TE LEZEN TEKST:
-*-

Heeft u vragen? U kunt ons ook bellen op tel: 0318-695315

Eisencatalogus flora- en faunavoorzieningen
Deze tekst is gepubliceerd op 07-10-15

Fauna uittreedplaats groot wild

FactsheetFauna uittreedplaats groot wild
Omschrijving

Talud, trap, of ander schuin vlak tussen oppervlaktewater en oever.

Situatie (aanleiding)

Locatie waar fauna niet zelfstandig of met moeite uit oppervlaktewater kan komen.

Doel(en) en functie(s)

Een voorziening waarmee fauna vanuit oppervlaktewater het land op kan komen zodat de fauna minder risico loopt op verdrinking of minder belemmerd wordt in zijn bewegingen en migraties.

Toepassingscriteria
Schadelijke effecten die worden voorkomen of verminderd

  • Barrièrewerking
  • Directe sterfte
  • Versnippering
Soortgroep

  • Zoogdieren
Soortgroep specifiek

Ree, edelhert, damhert, das, wild zwijn

Locatie/object

  • Overgang water en terrein
Permanent/tijdelijk

Permanent

Algemeen geldende eisen
Functie-eis

  • De fauna uittreedplaats dient te voldoen aan de ecologische basisfunctionaliteit (zie Checklist algemene ecologische maatregelen).
  • De fauna uittreedplaats dient de fauna, waarvoor de fauna uittreedplaats bedoeld is, vanuit het oppervlaktewater oevers en kades te laten bereiken, en vice versa.
Objecteis (algemeen)

  • De fauna uittreedplaats dient gerealiseerd te worden uit materialen die afgestemd zijn op de faunasoorten waarvoor de fauna uittreedplaats bedoeld is. Geen materialen met gaten of tussenruimte erin waar hoeven of poten in vast kunnen komen zitten, zoals basaltblokken.
  • De fauna uittreedplaats dient, vooral voor hoefdieren, een zeer flauwe helling te hebben tussen de 5 en 30 graden.
  • Bij fauna uittreedplaatsen met een loopplank dient de bovenzijde van de loopplank uit te komen op maaiveldhoogte of een oeverdeel dat geschikt en betreedbaar is voor de fauna waarvoor de fauna uittreedplaats bedoeld is.
  • De fauna uittreedplaats dient een minimale breedte te hebben van 100 cm.

-*-

AANGELEVERD MATERIAAL:
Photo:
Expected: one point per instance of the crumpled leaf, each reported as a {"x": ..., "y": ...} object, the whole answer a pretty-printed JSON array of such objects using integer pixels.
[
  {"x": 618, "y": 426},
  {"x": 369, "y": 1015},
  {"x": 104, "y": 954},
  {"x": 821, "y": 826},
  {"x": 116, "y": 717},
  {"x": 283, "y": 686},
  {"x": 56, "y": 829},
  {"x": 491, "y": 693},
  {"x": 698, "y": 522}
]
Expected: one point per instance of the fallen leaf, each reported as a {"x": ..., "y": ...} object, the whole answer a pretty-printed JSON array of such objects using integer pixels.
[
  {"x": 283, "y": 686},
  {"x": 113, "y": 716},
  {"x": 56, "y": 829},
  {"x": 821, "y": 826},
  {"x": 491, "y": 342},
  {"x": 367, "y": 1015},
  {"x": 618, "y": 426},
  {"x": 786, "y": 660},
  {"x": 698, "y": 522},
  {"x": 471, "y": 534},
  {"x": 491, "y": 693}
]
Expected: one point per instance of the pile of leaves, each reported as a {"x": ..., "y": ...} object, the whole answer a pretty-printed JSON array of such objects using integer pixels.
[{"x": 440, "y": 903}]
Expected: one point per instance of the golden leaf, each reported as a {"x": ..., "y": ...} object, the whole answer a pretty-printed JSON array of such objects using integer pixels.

-*-

OPDRACHTEN:
- A) Welke minimale breedte moet een uittreedplaats hebben volgens de factsheet over uittreedplaatsen voor groot wild?
- B) Leg uit waarom de factsheet over uittreedplaatsen voor groot wild materialen zoals basaltblokken afwijst.

ANTWOORDEN:
- A) Minimaal 100 cm.

- B) Basaltblokken hebben gaten of tussenruimtes waarin hoeven of poten vast kunnen komen te zitten. De materialen moeten zijn afgestemd op de diersoorten waarvoor de uittreedplaats bedoeld is. Daarom zijn materialen met zulke openingen niet geschikt.